TASK ITEM:
So that nothing is lost, restate each entry exactly as supplied.
-- DATASET follows --
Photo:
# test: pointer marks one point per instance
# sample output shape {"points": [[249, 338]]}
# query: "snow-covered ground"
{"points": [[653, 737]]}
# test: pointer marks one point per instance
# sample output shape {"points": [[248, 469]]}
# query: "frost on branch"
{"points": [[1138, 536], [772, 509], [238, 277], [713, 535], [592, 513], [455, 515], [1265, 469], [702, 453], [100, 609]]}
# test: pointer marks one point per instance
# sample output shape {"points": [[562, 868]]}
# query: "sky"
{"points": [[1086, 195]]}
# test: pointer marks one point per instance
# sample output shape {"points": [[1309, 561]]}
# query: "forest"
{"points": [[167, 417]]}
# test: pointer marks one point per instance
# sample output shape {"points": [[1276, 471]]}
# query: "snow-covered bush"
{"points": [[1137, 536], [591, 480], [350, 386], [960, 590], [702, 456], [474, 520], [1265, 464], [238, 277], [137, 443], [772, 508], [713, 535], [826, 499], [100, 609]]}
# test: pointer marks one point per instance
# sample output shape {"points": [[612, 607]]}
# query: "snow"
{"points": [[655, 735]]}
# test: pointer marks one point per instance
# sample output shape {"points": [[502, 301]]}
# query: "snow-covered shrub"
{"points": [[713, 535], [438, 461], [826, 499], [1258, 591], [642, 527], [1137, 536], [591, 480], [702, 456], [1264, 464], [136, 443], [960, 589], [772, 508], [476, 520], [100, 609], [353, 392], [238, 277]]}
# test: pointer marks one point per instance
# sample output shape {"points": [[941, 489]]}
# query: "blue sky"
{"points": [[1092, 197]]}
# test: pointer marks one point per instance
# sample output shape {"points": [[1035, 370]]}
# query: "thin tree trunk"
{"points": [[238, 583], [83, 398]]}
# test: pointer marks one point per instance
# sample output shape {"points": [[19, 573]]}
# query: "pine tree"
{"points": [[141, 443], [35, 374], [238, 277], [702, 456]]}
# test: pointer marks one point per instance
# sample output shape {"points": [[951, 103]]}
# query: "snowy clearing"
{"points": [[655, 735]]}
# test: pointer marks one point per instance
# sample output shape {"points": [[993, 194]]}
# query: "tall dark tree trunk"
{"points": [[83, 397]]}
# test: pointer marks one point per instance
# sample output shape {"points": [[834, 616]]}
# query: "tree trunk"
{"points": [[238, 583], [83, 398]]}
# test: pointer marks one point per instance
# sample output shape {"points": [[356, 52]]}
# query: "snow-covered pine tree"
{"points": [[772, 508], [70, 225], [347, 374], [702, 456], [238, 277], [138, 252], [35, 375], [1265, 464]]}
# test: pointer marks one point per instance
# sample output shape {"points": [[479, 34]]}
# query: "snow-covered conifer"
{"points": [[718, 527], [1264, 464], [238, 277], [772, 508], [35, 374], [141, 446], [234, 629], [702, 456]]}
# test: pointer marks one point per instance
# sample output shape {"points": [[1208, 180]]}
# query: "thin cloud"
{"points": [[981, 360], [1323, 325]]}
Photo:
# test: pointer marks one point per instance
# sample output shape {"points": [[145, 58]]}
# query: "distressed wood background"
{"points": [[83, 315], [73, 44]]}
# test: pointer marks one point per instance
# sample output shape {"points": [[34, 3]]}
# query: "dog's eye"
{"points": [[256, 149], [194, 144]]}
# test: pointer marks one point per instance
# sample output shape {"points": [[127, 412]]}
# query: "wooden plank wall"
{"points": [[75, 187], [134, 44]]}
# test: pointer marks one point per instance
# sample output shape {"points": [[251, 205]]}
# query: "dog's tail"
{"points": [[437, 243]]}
-- DATASET concluded --
EXERCISE ANSWER:
Photo:
# test: pointer marks one point per instance
# sample output shape {"points": [[249, 338]]}
# query: "snow-covered ground"
{"points": [[653, 737]]}
# test: pointer marks one point per instance
# sample output shape {"points": [[248, 469]]}
# query: "frost on branch"
{"points": [[1138, 536], [772, 509], [238, 277], [713, 535], [592, 513], [455, 515], [1265, 469], [702, 453], [100, 609]]}
# test: pointer marks one point per instance
# sample output shape {"points": [[562, 868]]}
# query: "sky"
{"points": [[1086, 195]]}
# test: pointer marks one point per instance
# sample output shape {"points": [[1309, 561]]}
# query: "forest"
{"points": [[167, 417]]}
# test: pointer marks one point per instance
# sample output shape {"points": [[1276, 471]]}
# query: "snow-covered bush"
{"points": [[1137, 536], [591, 480], [350, 386], [960, 590], [702, 456], [474, 520], [1265, 464], [238, 277], [137, 443], [772, 508], [713, 535], [826, 499], [100, 609]]}
# test: pointer marks one point per instance
# sample output shape {"points": [[612, 607]]}
# query: "snow"
{"points": [[655, 735]]}
# test: pointer marks one point per instance
# sample output shape {"points": [[502, 301]]}
# query: "snow-covered shrub"
{"points": [[713, 535], [438, 461], [826, 499], [1258, 591], [642, 527], [1137, 536], [591, 480], [702, 456], [1264, 464], [136, 443], [960, 589], [772, 508], [476, 520], [100, 609], [353, 392], [238, 277]]}
# test: pointer marks one point per instance
# sample output shape {"points": [[941, 489]]}
# query: "blue sky"
{"points": [[1092, 197]]}
# test: pointer marks one point per instance
# sample output shape {"points": [[1035, 370]]}
# query: "thin tree trunk"
{"points": [[238, 583], [83, 398]]}
# test: pointer marks one point per instance
# sample output shape {"points": [[19, 573]]}
# query: "pine tree"
{"points": [[141, 443], [35, 374], [238, 277], [702, 456]]}
# test: pointer marks one point per instance
# sample output shape {"points": [[951, 103]]}
# query: "snowy clearing"
{"points": [[655, 735]]}
# test: pointer marks one point per instance
# sample output shape {"points": [[993, 194]]}
# query: "tall dark tree trunk"
{"points": [[83, 397]]}
# test: pointer marks one point per instance
# sample output shape {"points": [[834, 616]]}
# query: "tree trunk"
{"points": [[238, 583], [83, 398]]}
# test: pointer marks one point per instance
# sample output shape {"points": [[356, 52]]}
# query: "snow-covered pine tree"
{"points": [[772, 508], [70, 225], [347, 374], [702, 456], [238, 277], [138, 252], [35, 375], [1265, 464]]}
# test: pointer marks one point per instance
# sample output shape {"points": [[479, 34]]}
# query: "snow-covered conifer"
{"points": [[718, 527], [1264, 464], [238, 277], [772, 508], [35, 374], [141, 446], [234, 629], [702, 456]]}
# test: pointer marks one point per instance
# sample output shape {"points": [[1208, 180]]}
# query: "thin cloud"
{"points": [[981, 360], [1323, 325]]}
Photo:
# test: pointer marks one point per instance
# sample output shape {"points": [[145, 58]]}
# query: "distressed wood background"
{"points": [[83, 315], [73, 44]]}
# test: pointer marks one point per instance
# sample output shape {"points": [[34, 3]]}
# query: "dog's eye"
{"points": [[256, 149], [194, 144]]}
# test: pointer marks one point per instance
# sample output shape {"points": [[127, 412]]}
# query: "wooden plank wall"
{"points": [[75, 187], [134, 44]]}
# test: pointer marks one point per instance
# sample output shape {"points": [[251, 205]]}
# query: "dog's tail"
{"points": [[437, 243]]}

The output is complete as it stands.